• [Prompt] Omit the pictures and output every entry below exactly as written.

• [Record set]
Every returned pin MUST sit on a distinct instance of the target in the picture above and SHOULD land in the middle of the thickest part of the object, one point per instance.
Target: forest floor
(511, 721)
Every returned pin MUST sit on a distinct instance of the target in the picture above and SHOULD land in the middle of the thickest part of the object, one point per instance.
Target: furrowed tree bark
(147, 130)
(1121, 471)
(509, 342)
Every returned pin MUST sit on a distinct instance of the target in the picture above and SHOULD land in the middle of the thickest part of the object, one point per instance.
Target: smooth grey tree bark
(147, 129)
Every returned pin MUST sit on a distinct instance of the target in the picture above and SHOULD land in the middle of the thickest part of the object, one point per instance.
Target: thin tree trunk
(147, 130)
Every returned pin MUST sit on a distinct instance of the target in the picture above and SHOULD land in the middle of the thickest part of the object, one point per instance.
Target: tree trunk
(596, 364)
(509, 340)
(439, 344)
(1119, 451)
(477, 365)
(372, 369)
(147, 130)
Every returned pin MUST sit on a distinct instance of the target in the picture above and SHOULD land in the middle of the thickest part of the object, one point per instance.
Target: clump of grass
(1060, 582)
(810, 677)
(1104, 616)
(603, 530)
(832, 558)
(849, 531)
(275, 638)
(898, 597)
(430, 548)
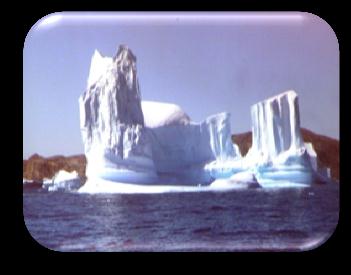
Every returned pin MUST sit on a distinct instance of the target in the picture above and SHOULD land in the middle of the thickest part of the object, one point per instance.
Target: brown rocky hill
(38, 167)
(327, 148)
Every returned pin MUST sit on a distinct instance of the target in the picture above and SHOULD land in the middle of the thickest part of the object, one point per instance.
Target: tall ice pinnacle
(111, 118)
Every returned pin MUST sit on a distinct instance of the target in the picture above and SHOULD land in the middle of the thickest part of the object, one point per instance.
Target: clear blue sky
(205, 64)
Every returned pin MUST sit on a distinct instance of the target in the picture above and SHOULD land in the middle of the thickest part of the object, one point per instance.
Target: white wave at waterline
(96, 186)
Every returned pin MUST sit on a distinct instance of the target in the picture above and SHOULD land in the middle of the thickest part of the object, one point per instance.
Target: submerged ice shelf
(130, 141)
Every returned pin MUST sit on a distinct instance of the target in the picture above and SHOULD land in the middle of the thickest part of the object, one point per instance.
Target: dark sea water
(290, 219)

• [Response to this task]
Every returned pin MUST sit on a distinct instance of the target in the picture above and SHOULD land in the middle of the thickest part of the object, one point per instance.
Target: forest floor
(511, 721)
Every returned pin MUST sit on a distinct instance of the target in the picture above and SHOULD land in the middle of the thickest part of the object, one point per instance.
Target: furrowed tree bark
(147, 130)
(1121, 471)
(509, 342)
Every returned pin MUST sit on a distinct instance of the target in the picture above and SHOULD land in the middle of the thickest part of the object, one point per instance.
Target: smooth grey tree bark
(147, 129)
Every returned pin MUST sit on a distinct instance of the target in the picture above and SHOULD land in the middle of the thickest part of the object, one point per instance.
Target: thin tree trunk
(147, 130)
Every returned pin MUST sit on a distinct instance of the target in the picture above and SHOULD land in the middle of the thickest part of the object, one point per instance.
Target: tree trunk
(596, 364)
(509, 340)
(439, 344)
(1119, 451)
(477, 365)
(372, 369)
(147, 130)
Every returned pin MUST sit on a distinct instance of the target in the picture above and SHOULD land in the middle of the thickest part of the object, one point per instance.
Target: clump of grass
(1060, 582)
(810, 677)
(1104, 616)
(603, 530)
(832, 558)
(849, 531)
(275, 638)
(898, 597)
(430, 548)
Every returned pin MUST sit on a distinct instance of the target in the picture above and SHOULD land in the middle of the thickest part of the object, one point per instance.
Target: brown rocky hill
(38, 167)
(327, 148)
Every returned pin MUST sit on a distinct instance of the target in the picture above and SHOULD land in the middle of the thickest part of the object, one point per instance.
Target: tall ice pinnacle
(111, 118)
Every returned pin MUST sit on a distinct instance of the target in the picture above and SHOULD land in the middle of the thickest part of the object, one point per instance.
Target: clear blue sky
(205, 64)
Every returned pin MUST sit on a distinct instance of the target in the picture above and SHOULD land in the middle of the thickest part of the object, one point per instance.
Target: white wave at waterline
(96, 186)
Every returned pin MUST sit on a distinct instance of the target in the picture above and SHOULD land in the middle of the thickest part of the object, one point per instance.
Target: submerged ice shelf
(130, 141)
Every returned pin MUST sit on a distinct instance of the target in the picture above and SHOULD land in the middle of the thickest part of the object, one point per instance.
Target: dark sea water
(290, 219)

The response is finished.